== EXTRACT TO READ

For frustrated Francophiles unable to visit France is there any joy to be found in the much-hyped world of virtual travel? In the second article in a series , Guy Hibbert investigates the flurry of online offerings for foodies
TV chefs have been with us for decades. We accept their instructions without any qualms about their not being physically present so it’s no surprise to find that online food and wine experiences have boomed during the pandemic. Existing businesses have laid on extra courses and real-world course presenters have moved on to Zoom. Fancy trying your hand at the quintessential French treat, le macaron ? It’s yours online direct from a Parisian pâtisserie for just €35.
Top chefs are too busy running restaurants to be available online but there are still some great recorded videos to inspire you. Celebrity French chef Philippe Etchebest  makes the classic French pain brioche.
For our U.S. readers, Murray’s Cheese  is running a series of online cheese and wine pairing events. Book the tasting and they will send you four different cheeses and the pairing guide so you can log on equipped with the ideal wine for your soirée.

====
== INPUT DATA

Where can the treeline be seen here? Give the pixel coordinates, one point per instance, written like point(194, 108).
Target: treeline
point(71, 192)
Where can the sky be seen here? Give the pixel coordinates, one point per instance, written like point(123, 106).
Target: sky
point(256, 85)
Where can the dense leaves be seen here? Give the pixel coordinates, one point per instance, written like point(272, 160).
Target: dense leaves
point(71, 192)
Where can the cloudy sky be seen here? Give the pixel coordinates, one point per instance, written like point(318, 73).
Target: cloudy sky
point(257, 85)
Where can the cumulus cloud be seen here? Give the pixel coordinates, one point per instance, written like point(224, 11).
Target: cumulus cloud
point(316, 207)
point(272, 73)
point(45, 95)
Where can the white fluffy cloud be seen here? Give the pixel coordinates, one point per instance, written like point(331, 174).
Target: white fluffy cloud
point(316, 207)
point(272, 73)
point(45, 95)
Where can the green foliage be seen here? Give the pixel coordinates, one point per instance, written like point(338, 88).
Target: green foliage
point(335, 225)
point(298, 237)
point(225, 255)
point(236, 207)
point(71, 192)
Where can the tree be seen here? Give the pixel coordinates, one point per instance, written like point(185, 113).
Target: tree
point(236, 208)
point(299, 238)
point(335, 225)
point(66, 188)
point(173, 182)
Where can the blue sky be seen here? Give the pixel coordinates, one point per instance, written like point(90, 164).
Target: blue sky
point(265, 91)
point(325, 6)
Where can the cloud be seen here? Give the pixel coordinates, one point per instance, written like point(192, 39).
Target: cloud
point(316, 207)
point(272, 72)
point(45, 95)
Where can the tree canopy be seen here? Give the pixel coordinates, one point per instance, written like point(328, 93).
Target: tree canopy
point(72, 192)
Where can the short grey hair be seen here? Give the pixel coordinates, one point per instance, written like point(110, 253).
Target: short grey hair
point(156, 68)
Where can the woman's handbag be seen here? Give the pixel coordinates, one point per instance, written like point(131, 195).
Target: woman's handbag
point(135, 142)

====

» PROBLEMS TO SOLVE:
(1) In the article on online food and wine experiences, how much does the macaron offering from a Parisian pâtisserie cost?
(2) Please continue the article on online food and wine experiences from its final sentence.
These entries have nothing to do with the article on online food and wine experiences.

» YOUR RESPONSES:
(1) It costs €35.

(2)
Based in France, qualified wine instructor Caroline Conner runs Wine Dine Caroline , whereby you and your friends can enjoy a virtual tasting, either choosing your own wines or letting her pick for you.
Caroline says: “I think the thing that I’ve learned is that it really doesn’t matter if people have the exact same wine or not, and that virtual tastings work really well! It’s about being educational and entertaining.”
Online wine and food tasting may hit the sweet spot for virtual experiences. It’s fun, it’s social, you learn and you get to drink and eat with friends – maybe even with friends and family who can’t ever get together in France at the same time – so it becomes a memorable event. It made me wonder: Could our delight in discovering French destinations – cities, towns, villages, wild places – also be replicated online with as much joy?